(Supplied records):
──────────────────────────────

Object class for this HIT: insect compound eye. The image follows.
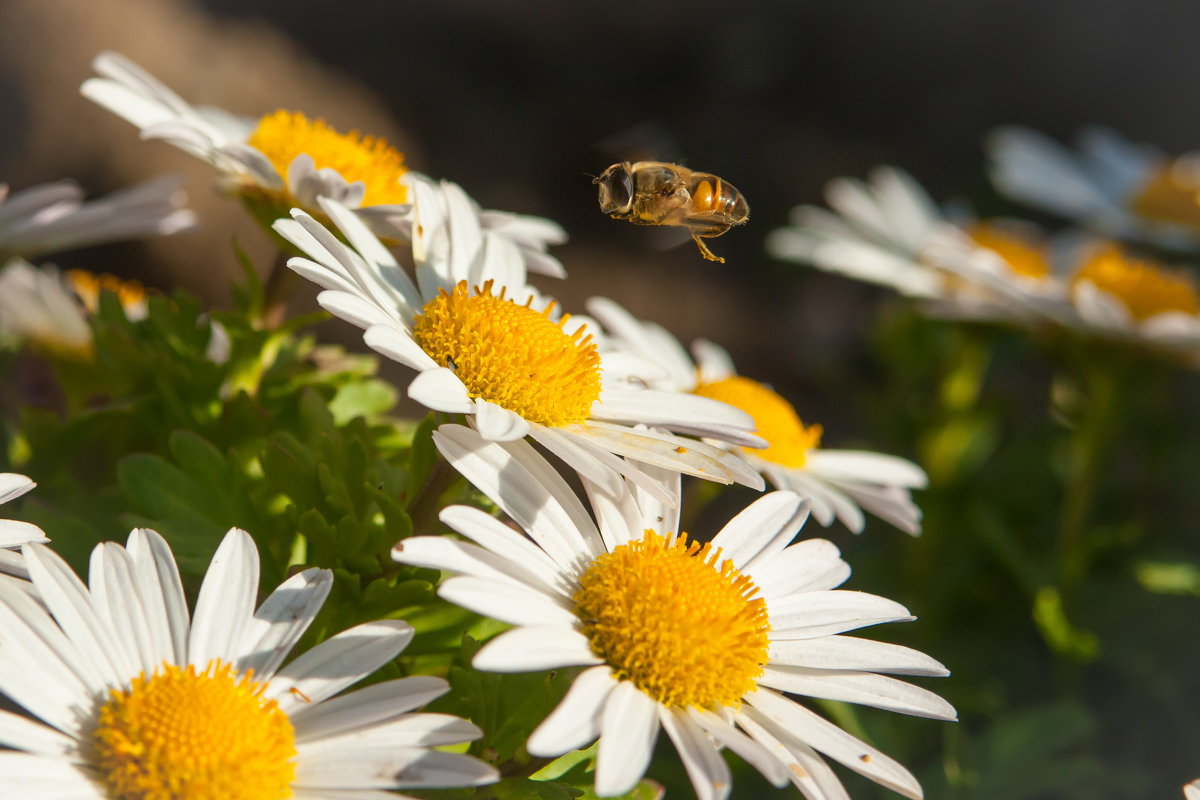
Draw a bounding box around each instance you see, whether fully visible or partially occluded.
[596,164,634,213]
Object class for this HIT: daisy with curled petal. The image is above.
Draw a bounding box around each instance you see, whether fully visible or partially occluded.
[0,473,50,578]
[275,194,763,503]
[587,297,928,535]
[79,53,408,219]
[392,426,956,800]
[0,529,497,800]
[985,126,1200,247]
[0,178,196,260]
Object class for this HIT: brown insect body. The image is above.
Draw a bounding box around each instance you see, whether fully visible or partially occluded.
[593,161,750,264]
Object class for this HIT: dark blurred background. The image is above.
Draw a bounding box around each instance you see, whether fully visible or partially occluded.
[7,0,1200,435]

──────────────────────────────

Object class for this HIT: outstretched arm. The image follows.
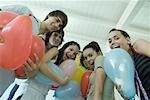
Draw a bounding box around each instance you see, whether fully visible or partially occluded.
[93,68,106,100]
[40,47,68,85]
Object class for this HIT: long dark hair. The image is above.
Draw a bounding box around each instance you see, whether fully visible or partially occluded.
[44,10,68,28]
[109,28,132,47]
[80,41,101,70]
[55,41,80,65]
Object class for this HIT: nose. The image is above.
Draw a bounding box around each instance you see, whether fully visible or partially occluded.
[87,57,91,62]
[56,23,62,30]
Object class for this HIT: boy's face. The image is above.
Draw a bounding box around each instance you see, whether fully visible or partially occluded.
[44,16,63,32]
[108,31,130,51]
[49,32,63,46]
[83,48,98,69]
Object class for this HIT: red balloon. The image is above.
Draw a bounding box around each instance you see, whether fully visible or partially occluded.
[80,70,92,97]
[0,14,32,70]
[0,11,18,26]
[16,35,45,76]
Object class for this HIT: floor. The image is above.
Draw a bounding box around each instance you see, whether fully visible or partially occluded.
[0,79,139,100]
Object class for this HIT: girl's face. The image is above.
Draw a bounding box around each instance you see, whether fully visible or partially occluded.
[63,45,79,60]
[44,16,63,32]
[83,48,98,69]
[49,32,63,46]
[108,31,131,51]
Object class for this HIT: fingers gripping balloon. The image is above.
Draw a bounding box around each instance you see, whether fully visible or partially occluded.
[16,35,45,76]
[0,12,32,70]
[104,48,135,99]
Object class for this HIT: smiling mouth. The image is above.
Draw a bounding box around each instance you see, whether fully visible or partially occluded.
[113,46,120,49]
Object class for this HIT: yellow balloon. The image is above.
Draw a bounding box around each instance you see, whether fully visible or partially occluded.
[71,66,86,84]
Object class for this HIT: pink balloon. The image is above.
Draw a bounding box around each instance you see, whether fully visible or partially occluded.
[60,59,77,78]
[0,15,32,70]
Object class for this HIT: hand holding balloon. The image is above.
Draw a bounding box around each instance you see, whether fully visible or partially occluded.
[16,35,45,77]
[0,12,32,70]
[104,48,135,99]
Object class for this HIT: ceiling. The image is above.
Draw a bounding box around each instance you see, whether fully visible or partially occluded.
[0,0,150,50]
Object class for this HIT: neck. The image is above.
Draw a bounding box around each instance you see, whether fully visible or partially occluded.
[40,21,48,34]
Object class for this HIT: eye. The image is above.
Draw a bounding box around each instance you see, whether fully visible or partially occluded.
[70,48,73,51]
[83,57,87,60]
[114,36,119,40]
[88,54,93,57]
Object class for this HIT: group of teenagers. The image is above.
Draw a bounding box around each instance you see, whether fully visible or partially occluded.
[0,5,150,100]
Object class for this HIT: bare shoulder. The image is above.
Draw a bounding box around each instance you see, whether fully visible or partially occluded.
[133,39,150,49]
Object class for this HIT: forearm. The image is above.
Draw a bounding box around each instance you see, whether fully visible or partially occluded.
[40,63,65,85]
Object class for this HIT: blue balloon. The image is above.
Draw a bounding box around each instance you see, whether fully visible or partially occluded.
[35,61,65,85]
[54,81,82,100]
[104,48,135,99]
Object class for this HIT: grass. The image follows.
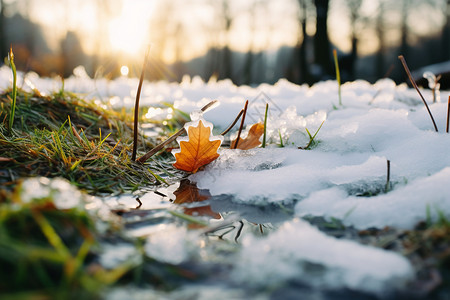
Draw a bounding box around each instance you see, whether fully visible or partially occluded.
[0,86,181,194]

──────────────────────────────

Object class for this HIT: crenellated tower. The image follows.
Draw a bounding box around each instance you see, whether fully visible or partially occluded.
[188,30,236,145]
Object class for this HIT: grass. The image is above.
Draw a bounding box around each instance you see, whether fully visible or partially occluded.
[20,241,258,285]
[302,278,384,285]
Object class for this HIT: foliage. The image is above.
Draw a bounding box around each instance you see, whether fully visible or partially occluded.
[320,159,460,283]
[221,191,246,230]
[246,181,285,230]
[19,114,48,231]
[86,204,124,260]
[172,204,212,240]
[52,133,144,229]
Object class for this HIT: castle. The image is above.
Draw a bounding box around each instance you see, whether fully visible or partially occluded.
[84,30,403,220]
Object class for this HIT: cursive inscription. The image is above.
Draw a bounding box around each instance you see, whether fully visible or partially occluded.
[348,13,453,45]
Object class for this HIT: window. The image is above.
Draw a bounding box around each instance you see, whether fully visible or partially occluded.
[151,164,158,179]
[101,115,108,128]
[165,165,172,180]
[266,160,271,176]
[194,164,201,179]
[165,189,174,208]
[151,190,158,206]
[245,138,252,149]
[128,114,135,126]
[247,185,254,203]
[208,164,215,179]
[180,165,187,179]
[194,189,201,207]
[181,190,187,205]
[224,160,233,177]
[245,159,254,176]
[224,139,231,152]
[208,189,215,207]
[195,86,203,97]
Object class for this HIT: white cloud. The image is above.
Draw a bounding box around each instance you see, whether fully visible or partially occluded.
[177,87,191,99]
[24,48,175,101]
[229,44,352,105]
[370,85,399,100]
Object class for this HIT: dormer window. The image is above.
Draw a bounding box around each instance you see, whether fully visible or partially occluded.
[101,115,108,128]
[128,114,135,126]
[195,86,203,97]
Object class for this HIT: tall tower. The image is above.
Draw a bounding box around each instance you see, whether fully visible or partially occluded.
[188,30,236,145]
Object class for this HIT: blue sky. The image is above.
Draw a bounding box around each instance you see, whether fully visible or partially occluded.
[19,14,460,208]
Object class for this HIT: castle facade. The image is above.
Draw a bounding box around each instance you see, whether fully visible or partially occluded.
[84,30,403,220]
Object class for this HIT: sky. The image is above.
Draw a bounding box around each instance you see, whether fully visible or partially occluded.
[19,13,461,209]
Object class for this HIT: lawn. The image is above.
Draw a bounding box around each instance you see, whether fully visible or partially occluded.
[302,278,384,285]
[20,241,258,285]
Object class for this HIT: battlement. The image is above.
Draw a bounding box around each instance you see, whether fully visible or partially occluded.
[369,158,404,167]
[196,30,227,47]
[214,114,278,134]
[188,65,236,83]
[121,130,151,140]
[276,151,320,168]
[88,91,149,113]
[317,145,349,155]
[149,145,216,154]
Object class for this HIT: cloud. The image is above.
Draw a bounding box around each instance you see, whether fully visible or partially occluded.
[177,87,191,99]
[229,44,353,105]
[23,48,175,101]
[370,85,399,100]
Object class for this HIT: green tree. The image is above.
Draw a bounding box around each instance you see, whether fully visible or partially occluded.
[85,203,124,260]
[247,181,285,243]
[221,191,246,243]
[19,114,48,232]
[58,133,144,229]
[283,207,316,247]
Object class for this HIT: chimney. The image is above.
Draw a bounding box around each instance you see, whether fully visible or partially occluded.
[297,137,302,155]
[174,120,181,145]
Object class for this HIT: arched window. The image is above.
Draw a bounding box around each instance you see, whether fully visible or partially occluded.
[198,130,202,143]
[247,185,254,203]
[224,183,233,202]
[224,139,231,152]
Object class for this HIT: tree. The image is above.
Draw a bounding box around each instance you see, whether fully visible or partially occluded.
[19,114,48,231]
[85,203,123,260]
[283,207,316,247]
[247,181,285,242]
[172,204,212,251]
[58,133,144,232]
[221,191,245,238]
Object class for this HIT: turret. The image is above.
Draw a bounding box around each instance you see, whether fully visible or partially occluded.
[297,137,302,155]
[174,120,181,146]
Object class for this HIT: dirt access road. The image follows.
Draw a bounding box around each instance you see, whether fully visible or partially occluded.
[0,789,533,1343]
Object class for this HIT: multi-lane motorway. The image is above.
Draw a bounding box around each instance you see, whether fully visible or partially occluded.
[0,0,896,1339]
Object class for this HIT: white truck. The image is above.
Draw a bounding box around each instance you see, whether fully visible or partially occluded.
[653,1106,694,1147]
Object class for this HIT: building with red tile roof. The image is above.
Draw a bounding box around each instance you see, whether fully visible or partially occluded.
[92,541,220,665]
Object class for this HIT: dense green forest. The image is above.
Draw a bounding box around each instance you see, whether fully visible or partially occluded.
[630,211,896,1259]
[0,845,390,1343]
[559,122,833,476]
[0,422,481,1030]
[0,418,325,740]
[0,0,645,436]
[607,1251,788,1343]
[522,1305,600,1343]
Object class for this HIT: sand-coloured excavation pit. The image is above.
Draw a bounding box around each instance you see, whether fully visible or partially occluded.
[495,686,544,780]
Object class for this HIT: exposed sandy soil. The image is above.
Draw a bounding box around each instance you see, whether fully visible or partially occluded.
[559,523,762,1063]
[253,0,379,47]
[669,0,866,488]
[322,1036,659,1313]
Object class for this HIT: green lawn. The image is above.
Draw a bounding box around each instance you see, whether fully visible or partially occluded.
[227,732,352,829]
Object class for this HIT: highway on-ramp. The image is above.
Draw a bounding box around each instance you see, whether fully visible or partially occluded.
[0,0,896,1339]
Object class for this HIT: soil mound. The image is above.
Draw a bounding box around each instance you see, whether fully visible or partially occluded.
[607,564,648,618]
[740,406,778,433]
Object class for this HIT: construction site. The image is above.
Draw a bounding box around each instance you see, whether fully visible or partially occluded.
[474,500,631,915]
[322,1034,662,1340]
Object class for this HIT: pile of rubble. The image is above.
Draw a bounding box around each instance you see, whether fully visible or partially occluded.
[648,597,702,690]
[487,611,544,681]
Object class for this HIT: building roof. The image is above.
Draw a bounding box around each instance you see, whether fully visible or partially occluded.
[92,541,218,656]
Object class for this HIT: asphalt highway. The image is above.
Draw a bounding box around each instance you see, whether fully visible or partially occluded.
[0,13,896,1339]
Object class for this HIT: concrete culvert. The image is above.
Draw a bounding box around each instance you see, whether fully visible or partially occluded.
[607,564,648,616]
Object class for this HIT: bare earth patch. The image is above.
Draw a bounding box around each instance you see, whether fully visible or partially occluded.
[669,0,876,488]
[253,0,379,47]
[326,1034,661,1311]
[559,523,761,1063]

──────────────────────────────

(Work instructions):
Copy out, word for word, the rows above starting at the line containing "Object class for this HIT: insect" and ending at the line containing "[7,0,1200,435]", with both of those lines included and the pictures left out.

(Final result):
Object class for this HIT: insect compound eye. The image follows.
Draw a bounding box around each instance you see, whether fully visible or partially occluded.
[596,164,634,213]
Object class for this HIT: daisy with curled petal. The image is above.
Draw a bounding box around each instance you see, whether fully visible or partially occluded.
[0,473,50,578]
[275,194,763,503]
[587,297,928,535]
[79,53,408,219]
[392,426,956,800]
[0,529,497,800]
[985,126,1200,247]
[0,178,196,260]
Object class for this HIT: brown insect body. The image is above.
Draw a bounding box around each instance you see, whether fully visible or partially occluded.
[593,161,750,264]
Object class for this HIT: dark blurred background. The image is above.
Draw a bounding box around each instance you see, whether fully visible or partially occluded.
[7,0,1200,435]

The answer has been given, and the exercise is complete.